Faire le tour du monde sur un mini-bateau ! Yann Quenet raconte

21 Fév, 2023 | TERRITOIRES VIVANTS

En 2019, Yann Quenet décide de quitter sa Bretagne natale. Pour quoi faire ? Un tour du monde en solitaire, sur Baluchon, un bateau de 4 mètres qu’il a construit dans son garage. Un rêve d’enfant qui se réalise enfin. Il raconte.

Faire connaissance avec Yann Quenet et Baluchon

Yann Quenet : “Je suis un navigateur qui essaie de faire des trucs rigolos, pas compliqués, plaisants et sans stress. Je conçois, construit et navigue sur de petits bateaux.

Baluchon, c’est le petit bateau avec lequel j’ai fait le tour du monde. À dire vrai, c’est plus qu’un bateau, c’est toute une philosophie. C’est l’univers de l’enfance – un gamin qui construit sa maquette de bateau le soir dans sa chambre et rêve de faire le tour du monde avec. C’est mon rapport avec le monde et son immensité… Plus mon bateau est petit, plus la mer est grande !
======
Consigne 1 –
Citez mot pour mot le passage du texte sur Yann Quenet qui commence par les mots « 21 Fév, 2023 » et se termine par « enfin. Il raconte. ».
======
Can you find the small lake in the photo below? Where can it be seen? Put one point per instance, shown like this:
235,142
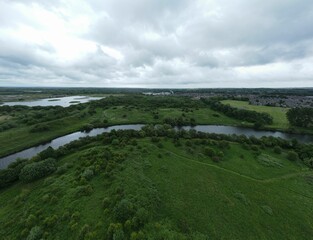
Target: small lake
62,101
60,141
======
Consigne 2 –
Mettez toutes les lignes des rangées ci-dessus dans une liste JSON de chaînes, une chaîne par ligne, sans les lignes vides. Laissez les images de côté.

Réponse 1 –
21 Fév, 2023 | TERRITOIRES VIVANTS

En 2019, Yann Quenet décide de quitter sa Bretagne natale. Pour quoi faire ? Un tour du monde en solitaire, sur Baluchon, un bateau de 4 mètres qu’il a construit dans son garage. Un rêve d’enfant qui se réalise enfin. Il raconte.

Réponse 2 –
[
  "Can you find the small lake in the photo below? Where can it be seen? Put one point per instance, shown like this:",
  "235,142",
  "Target: small lake",
  "62,101",
  "60,141"
]